TASK ITEM: Please read the fund flows transcript below and state how much money this past week went out of Emerging Markets Equity funds.

DOCUMENT EXCERPT:
-------
Cameron Brandt 12:13
So, that’s interesting, the private market is less receptive when the background is less stable. Good, good. Perhaps swing it back to me Kirsten.
Kirsten Longbottom 13:58
Okay, so Cam what about- what did we see with the fixed income side this past week or maybe so far in 2020…2022?
Cameron Brandt 13:10
Well, while we've been talking about the sort of positive dynamics certainly in sectoral fund flows, that did sort of allow us to avoid talking about the slow crumbling of appetite for Fixed Income funds which had a banner year last year, set another full year inflow record despite inflationary concerns and a broad feeling that the Fed's transitory narrative was not going to hold up. So, this past week we saw actually a fairly conventional response to impending rate hikes, over $2 billion out of Emerging Markets Equity funds, high yield bond funds taking a hit. The mallees spreading to Europe Bond funds which have had a very good run on the assumption that Christine Lagarde will try and hold the tightening screw in the open position for as long as she possibly can. But the vision of competing for institutional demand with treasuries that are actually starting to yield something was somewhat harder for investors to sustain their previous assumptions. That said we remain in a universe where a lot of the demand is coming from retirees who place a higher emphasis on capital preservation than the volatile gains that come with say investing in a fang stock. So, it is noticeable that in contrast to what we saw with the taper tantrum of 2013-2014, the sort of shift from inflows outflows has almost been reluctant. Now I haven't sort of seen some updated numbers this week so we'll see if the trend accelerates but I actually would guess that with a little more attention being paid to the geopolitics we may actually see flows back into many of those fixed income fund groups.
-------
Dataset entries
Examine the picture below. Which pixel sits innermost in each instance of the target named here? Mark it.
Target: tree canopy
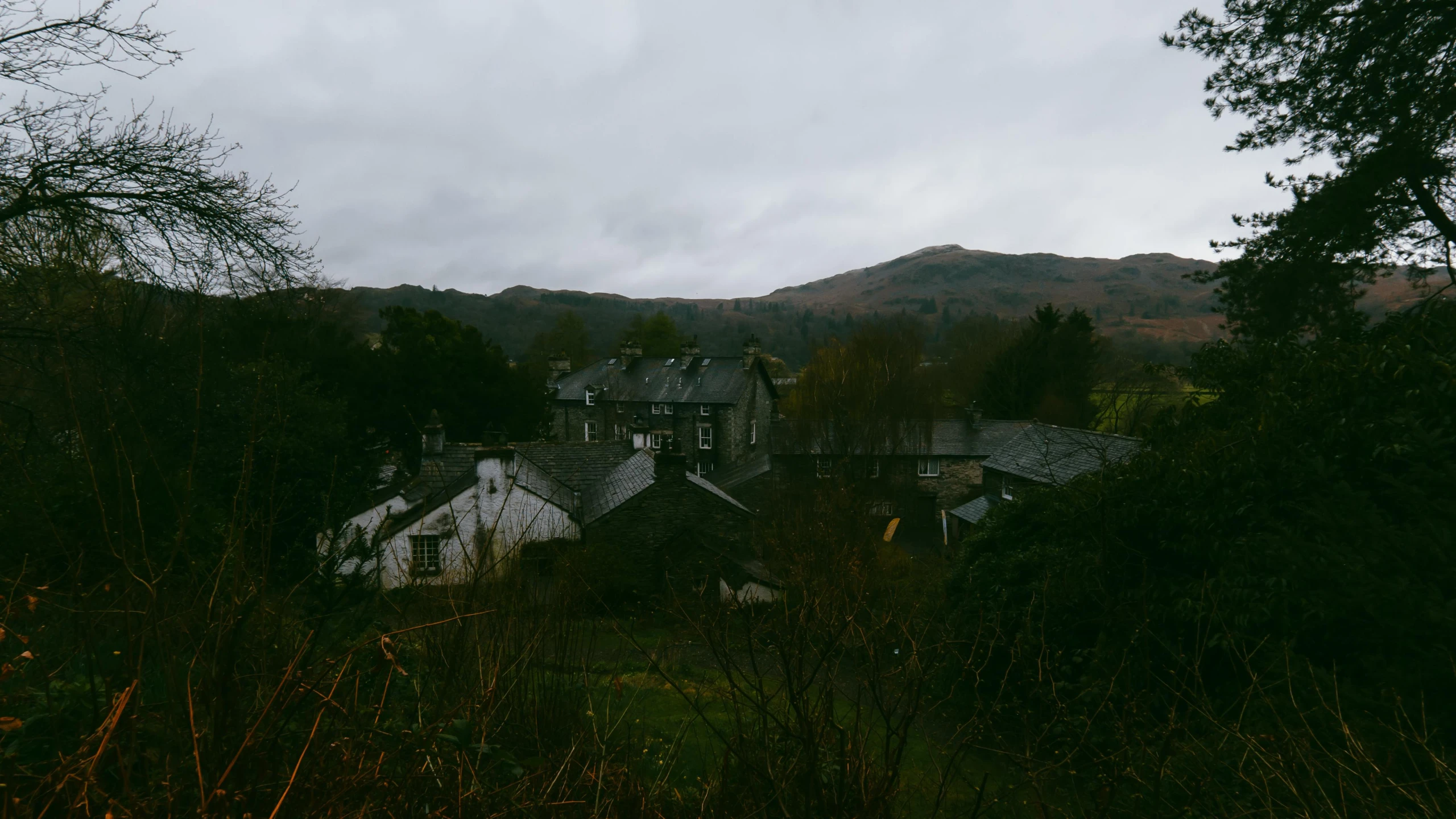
(1047, 372)
(657, 334)
(1368, 85)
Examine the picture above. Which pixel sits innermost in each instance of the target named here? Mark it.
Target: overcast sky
(679, 148)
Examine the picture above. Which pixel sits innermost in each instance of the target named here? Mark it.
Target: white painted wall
(481, 530)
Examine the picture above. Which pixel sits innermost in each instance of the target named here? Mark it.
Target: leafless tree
(152, 195)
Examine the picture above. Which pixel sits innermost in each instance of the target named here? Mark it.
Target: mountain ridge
(1147, 297)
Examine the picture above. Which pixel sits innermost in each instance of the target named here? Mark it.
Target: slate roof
(974, 511)
(743, 473)
(698, 481)
(630, 478)
(948, 437)
(437, 471)
(1054, 455)
(544, 484)
(705, 379)
(577, 464)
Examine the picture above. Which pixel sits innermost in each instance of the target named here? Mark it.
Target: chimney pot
(435, 437)
(631, 350)
(670, 465)
(750, 351)
(560, 366)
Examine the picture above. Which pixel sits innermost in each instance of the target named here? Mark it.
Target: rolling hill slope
(1143, 296)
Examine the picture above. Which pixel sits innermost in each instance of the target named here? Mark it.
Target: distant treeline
(518, 320)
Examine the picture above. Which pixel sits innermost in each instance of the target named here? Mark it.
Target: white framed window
(424, 554)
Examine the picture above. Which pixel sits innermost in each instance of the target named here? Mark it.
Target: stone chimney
(631, 350)
(750, 351)
(560, 366)
(670, 465)
(435, 437)
(973, 416)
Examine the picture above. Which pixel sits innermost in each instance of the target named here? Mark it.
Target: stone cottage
(932, 465)
(474, 511)
(718, 408)
(1040, 455)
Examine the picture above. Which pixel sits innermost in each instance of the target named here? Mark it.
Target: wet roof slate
(437, 471)
(706, 379)
(974, 511)
(743, 473)
(947, 437)
(1054, 455)
(577, 464)
(627, 480)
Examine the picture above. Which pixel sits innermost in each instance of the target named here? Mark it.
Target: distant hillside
(1140, 297)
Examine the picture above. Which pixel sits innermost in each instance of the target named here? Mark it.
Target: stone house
(931, 467)
(1040, 455)
(717, 408)
(475, 511)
-------
YOUR RESPONSE: Over $2 billion.